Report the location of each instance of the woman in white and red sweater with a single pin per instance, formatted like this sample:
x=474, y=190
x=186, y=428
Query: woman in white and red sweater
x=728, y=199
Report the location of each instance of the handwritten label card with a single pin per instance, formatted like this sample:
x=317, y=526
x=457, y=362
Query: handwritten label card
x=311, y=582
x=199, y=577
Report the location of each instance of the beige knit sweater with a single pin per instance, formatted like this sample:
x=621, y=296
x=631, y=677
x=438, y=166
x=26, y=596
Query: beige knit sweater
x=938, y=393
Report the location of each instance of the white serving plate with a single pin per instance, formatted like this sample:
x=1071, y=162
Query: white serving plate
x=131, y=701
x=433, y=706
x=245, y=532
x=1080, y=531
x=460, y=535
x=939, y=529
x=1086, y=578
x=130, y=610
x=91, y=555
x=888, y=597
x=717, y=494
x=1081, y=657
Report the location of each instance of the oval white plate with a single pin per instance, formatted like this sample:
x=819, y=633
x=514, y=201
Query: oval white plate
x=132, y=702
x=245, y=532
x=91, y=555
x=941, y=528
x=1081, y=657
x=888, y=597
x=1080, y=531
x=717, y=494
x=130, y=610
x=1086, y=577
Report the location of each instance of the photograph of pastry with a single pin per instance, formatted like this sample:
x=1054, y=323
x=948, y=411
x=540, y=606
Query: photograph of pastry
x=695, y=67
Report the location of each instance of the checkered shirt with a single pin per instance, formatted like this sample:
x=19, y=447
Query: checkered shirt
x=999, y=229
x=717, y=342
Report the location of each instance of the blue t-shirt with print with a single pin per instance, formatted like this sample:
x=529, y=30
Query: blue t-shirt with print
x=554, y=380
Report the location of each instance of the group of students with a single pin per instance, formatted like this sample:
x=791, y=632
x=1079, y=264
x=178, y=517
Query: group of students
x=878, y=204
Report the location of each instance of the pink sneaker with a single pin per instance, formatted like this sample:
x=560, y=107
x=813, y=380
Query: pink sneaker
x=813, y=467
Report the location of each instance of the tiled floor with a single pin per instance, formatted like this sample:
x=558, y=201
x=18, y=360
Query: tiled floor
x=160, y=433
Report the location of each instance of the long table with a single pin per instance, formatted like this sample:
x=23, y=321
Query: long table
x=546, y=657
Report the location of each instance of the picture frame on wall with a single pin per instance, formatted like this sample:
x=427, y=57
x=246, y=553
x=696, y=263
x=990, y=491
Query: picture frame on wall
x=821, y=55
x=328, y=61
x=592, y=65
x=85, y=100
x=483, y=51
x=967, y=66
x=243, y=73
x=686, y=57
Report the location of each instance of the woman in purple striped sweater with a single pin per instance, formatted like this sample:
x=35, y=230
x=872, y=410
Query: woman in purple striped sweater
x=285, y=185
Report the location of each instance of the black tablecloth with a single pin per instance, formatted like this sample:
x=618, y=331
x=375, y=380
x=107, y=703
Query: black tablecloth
☆ ☆ ☆ ☆ ☆ ☆ ☆
Every line from the one containing "Report the location of each instance of the tiled" through the end of the data must be repeated exactly, and no other line.

### FINAL RESULT
Report the location of each instance of the tiled floor with a single pin per instance, formatted like this sample:
x=558, y=201
x=18, y=360
Query: tiled floor
x=160, y=433
Report the location of each instance of the long table with a single pin per instance, formatted like this sample:
x=23, y=321
Query: long table
x=546, y=657
Report the location of each instance of the picture frame on wall with a single pin per instance, formatted like this sample:
x=427, y=57
x=246, y=553
x=696, y=263
x=990, y=491
Query: picture frame on wall
x=821, y=55
x=328, y=61
x=592, y=65
x=85, y=100
x=483, y=51
x=967, y=66
x=243, y=73
x=686, y=57
Report the location of each instance of the woman in purple striped sweater with a single pin per instance, formatted like this sample:
x=35, y=230
x=872, y=410
Query: woman in purple striped sweater
x=285, y=185
Report the location of each instance of the black tablecloth with a single pin per instance, formatted like this sample:
x=618, y=331
x=375, y=380
x=107, y=703
Query: black tablecloth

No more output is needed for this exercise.